SOURCE DOCUMENT:
##############################
In 2014, when Quest bars were a novelty and flexible dieting was a covert code name for ‘pop tart’, most fitness professionals were dieting themselves into oblivion to prove they could ‘walk the walk’ for their clients. If we couldn’t have abs (for at least 24 hours), then how could we support others to get them?

I even donned the sparkle bikini and mud-water tan to compete in bodybuilding for 4 years under this guise of ‘practicing what I preach’ before finally realising that I didn’t want to encourage anyone to be unhealthily lean and emaciated. ‘Practicing what I preach’ was just a comfortable little lie I was telling myself to support my unhealthy life choices (on reflection there are many a lie I’ve told myself to support my unhealthy life choices but thankfully I have a PhD so don’t have to talk about my love life).

Thankfully, the industry has progressed from this narrative in the last few years and, combined with the push towards authentic social media accounts and outspoken fitness influencers, we’re finally embracing more diverse bodies (I say this knowing that diverse in the fitness sense is still nowhere close to reality).
##############################
GIVEN DATA:
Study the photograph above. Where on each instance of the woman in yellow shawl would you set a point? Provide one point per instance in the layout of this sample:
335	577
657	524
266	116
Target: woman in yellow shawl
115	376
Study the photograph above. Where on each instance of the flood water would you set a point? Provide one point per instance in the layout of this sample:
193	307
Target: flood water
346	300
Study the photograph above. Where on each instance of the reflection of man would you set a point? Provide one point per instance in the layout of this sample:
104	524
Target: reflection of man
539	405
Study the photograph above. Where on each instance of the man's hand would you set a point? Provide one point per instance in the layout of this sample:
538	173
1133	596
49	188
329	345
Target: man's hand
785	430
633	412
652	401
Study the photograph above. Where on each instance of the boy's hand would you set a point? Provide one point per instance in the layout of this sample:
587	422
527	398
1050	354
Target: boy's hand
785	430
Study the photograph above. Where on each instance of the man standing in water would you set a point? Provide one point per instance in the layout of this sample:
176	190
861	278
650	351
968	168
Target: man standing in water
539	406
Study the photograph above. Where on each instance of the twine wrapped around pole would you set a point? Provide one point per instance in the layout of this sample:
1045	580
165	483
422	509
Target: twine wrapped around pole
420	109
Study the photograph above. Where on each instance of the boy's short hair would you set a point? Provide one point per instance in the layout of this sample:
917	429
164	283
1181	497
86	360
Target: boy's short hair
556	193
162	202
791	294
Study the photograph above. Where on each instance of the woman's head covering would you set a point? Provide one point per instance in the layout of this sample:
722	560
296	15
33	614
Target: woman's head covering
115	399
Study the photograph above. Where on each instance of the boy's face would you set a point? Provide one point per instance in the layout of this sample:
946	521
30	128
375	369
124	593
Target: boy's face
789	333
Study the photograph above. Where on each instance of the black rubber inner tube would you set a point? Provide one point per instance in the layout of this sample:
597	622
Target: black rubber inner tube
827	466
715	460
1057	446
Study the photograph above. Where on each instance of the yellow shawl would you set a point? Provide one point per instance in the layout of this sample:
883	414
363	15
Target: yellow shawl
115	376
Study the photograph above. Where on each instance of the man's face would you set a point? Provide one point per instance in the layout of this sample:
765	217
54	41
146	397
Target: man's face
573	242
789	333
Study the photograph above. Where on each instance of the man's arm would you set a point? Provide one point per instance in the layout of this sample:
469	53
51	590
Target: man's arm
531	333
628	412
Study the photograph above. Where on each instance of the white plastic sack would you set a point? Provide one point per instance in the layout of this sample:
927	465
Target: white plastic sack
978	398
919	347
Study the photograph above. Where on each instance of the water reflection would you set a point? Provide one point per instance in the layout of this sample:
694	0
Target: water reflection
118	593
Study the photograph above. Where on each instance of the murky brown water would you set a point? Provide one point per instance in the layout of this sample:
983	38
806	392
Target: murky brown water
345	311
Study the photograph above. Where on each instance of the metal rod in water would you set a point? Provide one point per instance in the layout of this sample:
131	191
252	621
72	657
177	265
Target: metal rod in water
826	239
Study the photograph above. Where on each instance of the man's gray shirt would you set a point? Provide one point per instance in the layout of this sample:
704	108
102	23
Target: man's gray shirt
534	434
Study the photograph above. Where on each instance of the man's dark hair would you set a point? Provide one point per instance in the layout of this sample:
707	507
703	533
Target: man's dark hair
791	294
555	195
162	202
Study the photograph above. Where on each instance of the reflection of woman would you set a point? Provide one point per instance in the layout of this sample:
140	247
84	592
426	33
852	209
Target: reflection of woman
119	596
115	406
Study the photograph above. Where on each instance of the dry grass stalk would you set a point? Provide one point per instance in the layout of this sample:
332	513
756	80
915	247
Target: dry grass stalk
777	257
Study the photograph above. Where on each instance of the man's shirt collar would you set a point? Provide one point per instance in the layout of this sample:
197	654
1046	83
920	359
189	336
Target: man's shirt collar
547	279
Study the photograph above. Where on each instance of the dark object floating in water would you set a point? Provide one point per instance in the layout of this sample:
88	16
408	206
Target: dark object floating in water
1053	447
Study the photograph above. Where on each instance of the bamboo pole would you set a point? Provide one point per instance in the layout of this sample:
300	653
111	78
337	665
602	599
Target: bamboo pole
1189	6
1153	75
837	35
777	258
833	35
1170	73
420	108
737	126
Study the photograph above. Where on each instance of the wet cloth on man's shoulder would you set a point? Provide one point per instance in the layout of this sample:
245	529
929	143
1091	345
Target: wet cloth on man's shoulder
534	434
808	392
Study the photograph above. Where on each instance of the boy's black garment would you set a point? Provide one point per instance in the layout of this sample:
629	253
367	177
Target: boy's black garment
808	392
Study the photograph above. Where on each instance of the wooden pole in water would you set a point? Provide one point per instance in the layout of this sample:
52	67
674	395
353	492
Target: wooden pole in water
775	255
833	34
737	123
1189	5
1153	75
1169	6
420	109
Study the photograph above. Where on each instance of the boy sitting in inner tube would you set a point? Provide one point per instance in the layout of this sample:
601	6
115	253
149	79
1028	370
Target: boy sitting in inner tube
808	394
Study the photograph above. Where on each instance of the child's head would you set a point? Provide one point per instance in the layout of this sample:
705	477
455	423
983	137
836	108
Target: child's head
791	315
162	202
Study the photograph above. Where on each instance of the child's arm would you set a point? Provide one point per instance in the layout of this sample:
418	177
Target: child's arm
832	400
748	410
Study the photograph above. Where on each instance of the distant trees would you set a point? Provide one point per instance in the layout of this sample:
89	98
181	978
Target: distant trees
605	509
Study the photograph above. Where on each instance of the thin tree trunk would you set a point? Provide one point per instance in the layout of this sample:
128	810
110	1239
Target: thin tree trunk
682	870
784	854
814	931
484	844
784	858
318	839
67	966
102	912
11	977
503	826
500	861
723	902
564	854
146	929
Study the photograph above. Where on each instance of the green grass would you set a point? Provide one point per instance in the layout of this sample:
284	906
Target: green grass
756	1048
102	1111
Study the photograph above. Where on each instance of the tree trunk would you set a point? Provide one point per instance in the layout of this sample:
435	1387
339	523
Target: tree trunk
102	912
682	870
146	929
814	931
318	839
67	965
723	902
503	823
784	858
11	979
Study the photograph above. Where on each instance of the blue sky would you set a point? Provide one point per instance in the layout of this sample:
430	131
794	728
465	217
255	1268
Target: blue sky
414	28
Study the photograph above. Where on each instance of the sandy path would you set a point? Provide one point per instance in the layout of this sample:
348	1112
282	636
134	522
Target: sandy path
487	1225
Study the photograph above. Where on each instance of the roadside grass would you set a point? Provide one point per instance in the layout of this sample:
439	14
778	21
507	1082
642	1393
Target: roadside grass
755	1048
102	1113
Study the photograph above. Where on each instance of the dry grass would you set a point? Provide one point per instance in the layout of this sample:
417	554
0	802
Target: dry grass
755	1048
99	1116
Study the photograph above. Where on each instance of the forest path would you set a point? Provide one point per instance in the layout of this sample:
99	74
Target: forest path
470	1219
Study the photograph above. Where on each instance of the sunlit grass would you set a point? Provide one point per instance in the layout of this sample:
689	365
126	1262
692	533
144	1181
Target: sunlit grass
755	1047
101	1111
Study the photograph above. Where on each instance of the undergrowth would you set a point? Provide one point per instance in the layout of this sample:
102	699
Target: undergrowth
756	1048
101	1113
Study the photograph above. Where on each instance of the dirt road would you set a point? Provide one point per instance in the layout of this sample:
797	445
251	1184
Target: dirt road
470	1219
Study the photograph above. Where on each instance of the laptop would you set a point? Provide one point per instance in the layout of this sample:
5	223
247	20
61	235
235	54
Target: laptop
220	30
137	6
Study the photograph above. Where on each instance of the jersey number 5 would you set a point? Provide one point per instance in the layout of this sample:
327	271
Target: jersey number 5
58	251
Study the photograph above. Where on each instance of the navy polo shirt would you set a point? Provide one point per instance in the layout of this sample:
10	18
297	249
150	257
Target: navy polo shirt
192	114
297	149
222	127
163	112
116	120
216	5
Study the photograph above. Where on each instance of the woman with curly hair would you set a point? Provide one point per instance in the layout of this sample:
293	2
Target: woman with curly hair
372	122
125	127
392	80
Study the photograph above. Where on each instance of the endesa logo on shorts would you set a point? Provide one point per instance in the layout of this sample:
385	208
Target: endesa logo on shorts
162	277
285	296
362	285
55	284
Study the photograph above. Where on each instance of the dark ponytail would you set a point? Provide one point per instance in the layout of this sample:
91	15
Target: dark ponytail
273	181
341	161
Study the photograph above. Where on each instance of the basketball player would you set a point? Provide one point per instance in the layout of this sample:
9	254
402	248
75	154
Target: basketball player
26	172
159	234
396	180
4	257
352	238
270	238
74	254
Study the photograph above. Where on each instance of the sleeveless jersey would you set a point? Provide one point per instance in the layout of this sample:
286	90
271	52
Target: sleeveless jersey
##############################
GIVEN EXERCISE: Reproduce the passage about dieting and bodybuilding in the fitness industry word for word.

TASK SOLUTION:
In 2014, when Quest bars were a novelty and flexible dieting was a covert code name for ‘pop tart’, most fitness professionals were dieting themselves into oblivion to prove they could ‘walk the walk’ for their clients. If we couldn’t have abs (for at least 24 hours), then how could we support others to get them?

I even donned the sparkle bikini and mud-water tan to compete in bodybuilding for 4 years under this guise of ‘practicing what I preach’ before finally realising that I didn’t want to encourage anyone to be unhealthily lean and emaciated. ‘Practicing what I preach’ was just a comfortable little lie I was telling myself to support my unhealthy life choices (on reflection there are many a lie I’ve told myself to support my unhealthy life choices but thankfully I have a PhD so don’t have to talk about my love life).

Thankfully, the industry has progressed from this narrative in the last few years and, combined with the push towards authentic social media accounts and outspoken fitness influencers, we’re finally embracing more diverse bodies (I say this knowing that diverse in the fitness sense is still nowhere close to reality).